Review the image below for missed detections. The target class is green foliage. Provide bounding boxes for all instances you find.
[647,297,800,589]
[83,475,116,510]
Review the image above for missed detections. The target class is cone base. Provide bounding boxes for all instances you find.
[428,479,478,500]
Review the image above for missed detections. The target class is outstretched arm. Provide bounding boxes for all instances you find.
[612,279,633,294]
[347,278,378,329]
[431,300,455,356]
◇ ◇ ◇
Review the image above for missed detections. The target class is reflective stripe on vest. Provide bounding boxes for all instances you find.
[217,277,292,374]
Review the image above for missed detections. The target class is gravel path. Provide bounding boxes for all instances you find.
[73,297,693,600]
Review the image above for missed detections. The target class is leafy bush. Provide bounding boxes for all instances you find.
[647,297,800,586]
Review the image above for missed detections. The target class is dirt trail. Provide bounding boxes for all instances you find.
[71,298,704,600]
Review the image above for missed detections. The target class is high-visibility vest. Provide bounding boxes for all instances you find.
◇ ◇ ◇
THE TASK
Please rewrite the records from the line with "class is dirt" up to and including the line with "class is high-visibility", substituting "overlooked objects" for "missed detections" and changing nothing else. Return only those lines.

CORRECT OUTPUT
Review the image above for overlooked objects. The target class is dirt trail. Provide bounding boxes for all instances you find.
[71,298,704,600]
Review the image above for overlooked objects. The target class is high-visibility vest. Provide bounding boxes for all instances you find.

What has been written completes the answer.